▶ Page text
= = =
# PIERS Container BOL Data ETL 

This notebook builds an ETL pipeline for S&P Global's PIERS data. 

In [None]:
#import libraries
import pandas as pd
import os

In [None]:
#settings
pd.set_option('display.max_columns', None)

## Extract and Transform

Read from csv into a pandas dataframe with appropriate column names and dtypes

In [None]:
def piers_imports_extractor(data):
    '''
    Extracts from downloaded PIERS csv files and performs initial cleaning 
    INPUT:
        data - str - the csv file to be extracted, including the path from current directory
    OUTPUT:
        df - pandas dataframe with appropriate column names and dtypes
    '''
    #read csv file 
    df = pd.read_csv(data, engine='pyarrow') # using the pyarrow engine engages more cpu cores 
    #unpack strings to list objects
    df['Container Number'] = df['Container Number'].str.split()
    df['Quantity of Commodity Short Description'] = df['Quantity of Commodity Short Description'].str.split(pat=';')
    df['Commodity Short Description'] = df['Commodity Short Description'].str.split(pat=',')
    #recast dates to datetime 
    df['Arrival Date'] = pd.to_datetime(df['Arrival Date'].astype(str), format='%Y%m%d') 
    #recast to int
    df['Quantity'] = pd.to_numeric(df['Quantity'], downcast='integer')
    #recast to categorical dtypes
    df[['Weight Unit', 'Quantity Type', 'Territory of Origin', 'Region of Origin', 'Port of Arrival Code', 'Port of Arrival',
        'Port of Departure Code', 'Port of Departure', 'Final Destination', 'Coastal Region', 'Clearing District', 'Place of Receipt',
        'Shipper', 'Carrier', 'SCAC', 'Mode of Transport']
        ] = df[['Weight Unit', 'Quantity Type', 'Territory of Origin', 'Region of Origin', 'Port of Arrival Code', 'Port of Arrival',
                'Port of Departure Code', 'Port of Departure', 'Final Destination', 'Coastal Region', 'Clearing District', 'Place of Receipt',
                'Shipper', 'Carrier', 'SCAC', 'Mode of Transport']].astype('category')
    return df    

In [None]:
#define path
path = 'data/raw/'
#get list of data files, ignoring any hidden files in directory 
datafiles = [file for file in os.listdir(path) if not file.startswith('.')]
#initialize dataframe
imports_df = pd.DataFrame()
= = =
▶ Exercise task a
Reproduce the stretch of the PIERS notebook from "df['Quantity of Commodity Short Description'] = df['Quantity" through "pd.to_datetime(df['Arrival Date'].astype(str), format='%Y%m%d')" with no changes.
= = =
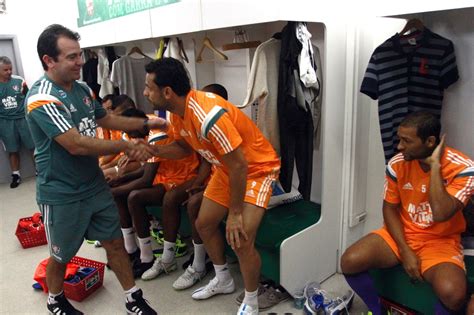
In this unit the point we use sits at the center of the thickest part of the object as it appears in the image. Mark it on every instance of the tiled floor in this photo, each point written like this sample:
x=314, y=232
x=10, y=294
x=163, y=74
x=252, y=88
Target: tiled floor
= = =
▶ Exercise task b
Convert every line of the records into a JSON list of strings, one string per line, skipping blank lines and leaving out the pictures.

▶ Exercise response a
df['Quantity of Commodity Short Description'] = df['Quantity of Commodity Short Description'].str.split(pat=';')
    df['Commodity Short Description'] = df['Commodity Short Description'].str.split(pat=',')
    #recast dates to datetime 
    df['Arrival Date'] = pd.to_datetime(df['Arrival Date'].astype(str), format='%Y%m%d')

▶ Exercise response b
[
  "In this unit the point we use sits at the center of the thickest part of the object as it appears in the image. Mark it on every instance of the tiled floor in this photo, each point written like this sample:",
  "x=314, y=232",
  "x=10, y=294",
  "x=163, y=74",
  "x=252, y=88",
  "Target: tiled floor"
]